>> start RECORD SET

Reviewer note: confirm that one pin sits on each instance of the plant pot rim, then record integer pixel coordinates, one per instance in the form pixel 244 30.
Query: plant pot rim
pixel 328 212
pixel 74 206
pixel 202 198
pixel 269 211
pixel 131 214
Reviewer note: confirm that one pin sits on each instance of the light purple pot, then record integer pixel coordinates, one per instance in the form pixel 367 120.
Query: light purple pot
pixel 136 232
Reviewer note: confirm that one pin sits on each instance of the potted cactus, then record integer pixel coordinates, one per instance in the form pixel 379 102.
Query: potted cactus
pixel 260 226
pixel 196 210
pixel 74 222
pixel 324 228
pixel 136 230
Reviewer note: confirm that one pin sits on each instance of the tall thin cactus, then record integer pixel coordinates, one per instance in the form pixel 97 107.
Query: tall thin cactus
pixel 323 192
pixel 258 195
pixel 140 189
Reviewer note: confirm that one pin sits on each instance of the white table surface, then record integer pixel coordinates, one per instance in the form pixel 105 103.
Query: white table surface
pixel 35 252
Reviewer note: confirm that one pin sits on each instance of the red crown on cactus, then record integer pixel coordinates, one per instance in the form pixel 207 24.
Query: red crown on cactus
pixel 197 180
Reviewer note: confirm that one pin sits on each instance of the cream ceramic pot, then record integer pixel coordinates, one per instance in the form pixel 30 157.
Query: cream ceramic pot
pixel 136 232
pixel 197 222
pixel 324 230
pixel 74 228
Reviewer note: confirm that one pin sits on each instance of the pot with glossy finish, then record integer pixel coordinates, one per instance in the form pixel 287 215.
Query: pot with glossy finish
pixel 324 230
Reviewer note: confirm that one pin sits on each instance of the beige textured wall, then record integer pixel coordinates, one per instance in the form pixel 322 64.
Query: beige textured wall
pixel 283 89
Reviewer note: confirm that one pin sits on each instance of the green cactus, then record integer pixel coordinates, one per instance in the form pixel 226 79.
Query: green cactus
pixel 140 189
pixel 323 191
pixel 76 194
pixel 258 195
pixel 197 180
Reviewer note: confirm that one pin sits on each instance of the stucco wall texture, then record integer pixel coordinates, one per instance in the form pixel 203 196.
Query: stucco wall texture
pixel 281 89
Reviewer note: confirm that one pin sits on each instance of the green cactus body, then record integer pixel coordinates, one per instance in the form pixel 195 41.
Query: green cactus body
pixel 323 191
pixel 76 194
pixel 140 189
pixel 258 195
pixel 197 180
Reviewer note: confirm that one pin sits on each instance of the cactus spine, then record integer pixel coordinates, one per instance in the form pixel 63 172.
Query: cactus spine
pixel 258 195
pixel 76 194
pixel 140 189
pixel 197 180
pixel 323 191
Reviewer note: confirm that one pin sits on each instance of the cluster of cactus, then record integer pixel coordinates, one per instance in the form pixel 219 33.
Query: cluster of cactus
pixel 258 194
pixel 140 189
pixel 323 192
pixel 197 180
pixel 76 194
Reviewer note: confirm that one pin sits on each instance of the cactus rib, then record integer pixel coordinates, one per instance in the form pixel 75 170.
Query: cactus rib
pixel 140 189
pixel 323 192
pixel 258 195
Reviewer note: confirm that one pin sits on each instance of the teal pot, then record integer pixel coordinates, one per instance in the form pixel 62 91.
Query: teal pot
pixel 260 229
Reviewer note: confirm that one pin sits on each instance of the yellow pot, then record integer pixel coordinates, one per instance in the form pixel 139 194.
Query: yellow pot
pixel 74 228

>> end RECORD SET

Rewrite the data as a JSON list of strings, one string per line and no blank lines. Start with the line containing "pixel 203 196." and go up to and including the last line of the data.

- **THE RESULT**:
[
  "Reviewer note: confirm that one pin sits on each instance of the stucco wall texture, then record integer pixel coordinates, one per instance in the form pixel 203 196.",
  "Query: stucco wall texture",
  "pixel 281 89",
  "Reviewer note: confirm that one pin sits on each instance of the green cactus body, then record integer pixel coordinates, one per instance in the form pixel 195 41.",
  "Query: green cactus body",
  "pixel 323 191",
  "pixel 76 194",
  "pixel 140 189",
  "pixel 258 195",
  "pixel 197 180",
  "Reviewer note: confirm that one pin sits on each instance of the cactus spine, then record integer pixel coordinates, one per instance in the form pixel 63 172.",
  "Query: cactus spine",
  "pixel 258 195",
  "pixel 76 194",
  "pixel 140 189",
  "pixel 197 180",
  "pixel 323 191",
  "Reviewer note: confirm that one pin sits on each instance of the cluster of cactus, then record integer pixel coordinates, one per instance in the form pixel 219 33.",
  "Query: cluster of cactus",
  "pixel 258 194",
  "pixel 140 189",
  "pixel 323 192",
  "pixel 197 180",
  "pixel 76 194",
  "Reviewer note: confirm that one pin sits on each instance of the cactus rib, then record integer pixel coordinates, one per instance in the form pixel 75 170.",
  "Query: cactus rib",
  "pixel 140 189",
  "pixel 323 192",
  "pixel 258 195",
  "Reviewer note: confirm that one pin sits on each instance of the teal pot, then record integer pixel coordinates, one per instance in the form pixel 62 91.",
  "Query: teal pot",
  "pixel 260 229",
  "Reviewer note: confirm that one pin sits on each instance of the yellow pot, then record integer pixel coordinates, one per instance in the form pixel 139 194.",
  "Query: yellow pot",
  "pixel 74 228"
]